━━━ ITEMS
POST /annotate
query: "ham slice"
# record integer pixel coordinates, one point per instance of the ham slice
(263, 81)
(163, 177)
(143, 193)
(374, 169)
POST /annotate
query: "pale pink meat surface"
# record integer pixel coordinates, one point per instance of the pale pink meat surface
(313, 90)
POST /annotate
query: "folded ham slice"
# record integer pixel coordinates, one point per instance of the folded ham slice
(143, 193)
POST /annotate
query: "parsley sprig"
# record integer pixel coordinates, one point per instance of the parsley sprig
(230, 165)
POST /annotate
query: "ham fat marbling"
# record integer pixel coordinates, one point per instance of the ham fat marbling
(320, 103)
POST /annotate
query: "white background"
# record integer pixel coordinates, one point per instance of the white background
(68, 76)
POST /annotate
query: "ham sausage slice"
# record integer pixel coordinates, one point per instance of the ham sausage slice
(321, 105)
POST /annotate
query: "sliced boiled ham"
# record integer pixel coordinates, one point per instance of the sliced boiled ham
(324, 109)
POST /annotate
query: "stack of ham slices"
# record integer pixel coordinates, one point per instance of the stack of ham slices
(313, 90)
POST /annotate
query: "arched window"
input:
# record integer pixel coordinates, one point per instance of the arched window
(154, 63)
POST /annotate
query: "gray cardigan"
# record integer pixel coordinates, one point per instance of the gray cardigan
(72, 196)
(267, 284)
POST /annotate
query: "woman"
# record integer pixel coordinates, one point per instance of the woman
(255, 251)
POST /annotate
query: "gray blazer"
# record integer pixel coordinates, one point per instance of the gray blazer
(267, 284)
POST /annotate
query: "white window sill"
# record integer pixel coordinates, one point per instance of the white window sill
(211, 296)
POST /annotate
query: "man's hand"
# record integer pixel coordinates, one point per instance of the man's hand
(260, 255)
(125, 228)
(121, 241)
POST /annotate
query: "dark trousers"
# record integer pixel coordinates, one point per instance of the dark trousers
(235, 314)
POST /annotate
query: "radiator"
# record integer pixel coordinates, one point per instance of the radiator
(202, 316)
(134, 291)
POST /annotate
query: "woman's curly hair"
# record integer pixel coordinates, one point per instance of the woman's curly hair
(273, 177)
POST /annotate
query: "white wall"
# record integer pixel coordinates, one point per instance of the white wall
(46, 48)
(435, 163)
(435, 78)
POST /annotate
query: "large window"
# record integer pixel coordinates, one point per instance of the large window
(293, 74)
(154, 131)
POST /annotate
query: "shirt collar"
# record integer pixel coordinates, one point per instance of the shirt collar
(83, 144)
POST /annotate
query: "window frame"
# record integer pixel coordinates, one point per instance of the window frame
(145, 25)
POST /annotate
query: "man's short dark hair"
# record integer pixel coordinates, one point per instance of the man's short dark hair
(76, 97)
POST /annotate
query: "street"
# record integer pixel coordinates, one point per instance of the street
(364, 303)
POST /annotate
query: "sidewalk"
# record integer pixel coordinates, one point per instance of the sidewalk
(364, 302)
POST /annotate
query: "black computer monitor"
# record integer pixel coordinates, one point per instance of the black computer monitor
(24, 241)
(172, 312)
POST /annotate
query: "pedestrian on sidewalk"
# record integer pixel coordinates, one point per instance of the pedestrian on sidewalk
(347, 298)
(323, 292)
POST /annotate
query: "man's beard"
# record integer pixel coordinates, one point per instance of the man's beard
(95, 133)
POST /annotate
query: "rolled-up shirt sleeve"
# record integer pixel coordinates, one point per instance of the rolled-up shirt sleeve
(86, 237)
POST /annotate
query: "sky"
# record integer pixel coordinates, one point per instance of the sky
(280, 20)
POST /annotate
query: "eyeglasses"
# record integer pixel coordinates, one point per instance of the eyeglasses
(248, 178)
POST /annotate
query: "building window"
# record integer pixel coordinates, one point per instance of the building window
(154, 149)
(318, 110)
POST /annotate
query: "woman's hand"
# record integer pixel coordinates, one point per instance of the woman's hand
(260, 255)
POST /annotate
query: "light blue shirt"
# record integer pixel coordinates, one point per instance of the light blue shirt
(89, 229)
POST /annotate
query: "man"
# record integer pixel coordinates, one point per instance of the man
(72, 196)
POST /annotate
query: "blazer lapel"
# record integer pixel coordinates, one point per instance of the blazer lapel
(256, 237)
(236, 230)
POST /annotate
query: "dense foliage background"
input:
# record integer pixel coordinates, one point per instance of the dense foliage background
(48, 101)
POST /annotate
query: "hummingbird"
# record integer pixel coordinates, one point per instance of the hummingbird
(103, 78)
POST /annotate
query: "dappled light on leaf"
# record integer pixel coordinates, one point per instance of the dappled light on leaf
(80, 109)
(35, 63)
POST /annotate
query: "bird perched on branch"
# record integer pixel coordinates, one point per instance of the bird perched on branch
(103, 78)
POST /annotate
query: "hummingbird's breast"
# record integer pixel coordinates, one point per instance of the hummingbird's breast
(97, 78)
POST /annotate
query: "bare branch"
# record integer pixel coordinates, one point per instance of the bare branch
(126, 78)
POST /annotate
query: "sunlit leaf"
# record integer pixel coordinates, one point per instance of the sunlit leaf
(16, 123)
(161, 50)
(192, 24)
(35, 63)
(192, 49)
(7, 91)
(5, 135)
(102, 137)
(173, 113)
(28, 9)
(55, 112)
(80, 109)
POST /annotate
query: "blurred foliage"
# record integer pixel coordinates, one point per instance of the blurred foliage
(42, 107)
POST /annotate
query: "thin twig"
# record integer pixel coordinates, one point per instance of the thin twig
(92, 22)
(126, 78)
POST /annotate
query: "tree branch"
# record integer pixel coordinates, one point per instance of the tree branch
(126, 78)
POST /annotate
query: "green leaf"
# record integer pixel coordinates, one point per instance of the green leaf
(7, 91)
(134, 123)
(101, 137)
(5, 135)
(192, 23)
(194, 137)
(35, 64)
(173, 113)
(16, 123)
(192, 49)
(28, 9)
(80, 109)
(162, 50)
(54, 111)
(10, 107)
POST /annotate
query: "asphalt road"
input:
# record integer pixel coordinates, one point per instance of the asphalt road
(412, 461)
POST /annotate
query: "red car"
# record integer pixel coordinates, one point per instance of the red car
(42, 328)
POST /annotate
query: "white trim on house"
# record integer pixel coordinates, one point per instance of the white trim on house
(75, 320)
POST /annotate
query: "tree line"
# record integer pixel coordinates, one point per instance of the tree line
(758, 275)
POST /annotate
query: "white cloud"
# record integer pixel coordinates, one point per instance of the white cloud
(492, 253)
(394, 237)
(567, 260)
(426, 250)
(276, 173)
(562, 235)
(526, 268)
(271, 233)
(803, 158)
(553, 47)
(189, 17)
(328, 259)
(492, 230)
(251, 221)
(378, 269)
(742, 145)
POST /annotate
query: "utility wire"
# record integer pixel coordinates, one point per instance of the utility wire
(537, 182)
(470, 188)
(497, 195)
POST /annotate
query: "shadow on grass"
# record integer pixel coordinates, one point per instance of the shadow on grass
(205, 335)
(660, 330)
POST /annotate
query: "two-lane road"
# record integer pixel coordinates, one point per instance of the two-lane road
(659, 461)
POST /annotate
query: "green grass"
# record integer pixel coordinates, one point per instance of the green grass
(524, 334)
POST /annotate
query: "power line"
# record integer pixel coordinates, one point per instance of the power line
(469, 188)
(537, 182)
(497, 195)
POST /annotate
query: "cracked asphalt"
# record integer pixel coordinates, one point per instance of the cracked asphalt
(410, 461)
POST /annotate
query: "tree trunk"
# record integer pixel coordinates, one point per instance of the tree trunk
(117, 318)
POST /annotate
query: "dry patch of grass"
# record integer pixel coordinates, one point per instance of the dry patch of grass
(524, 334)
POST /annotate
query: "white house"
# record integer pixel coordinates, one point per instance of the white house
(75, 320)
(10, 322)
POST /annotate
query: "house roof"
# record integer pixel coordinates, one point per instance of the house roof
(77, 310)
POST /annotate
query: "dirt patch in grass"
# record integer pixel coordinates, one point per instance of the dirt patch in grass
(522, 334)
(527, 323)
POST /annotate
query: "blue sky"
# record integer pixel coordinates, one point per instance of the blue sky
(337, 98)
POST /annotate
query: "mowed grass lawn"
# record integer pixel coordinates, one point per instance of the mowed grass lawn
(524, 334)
━━━━━━
How many lines in the data above contain the string "meat", with case matching exactly? Reply with the number alone.

2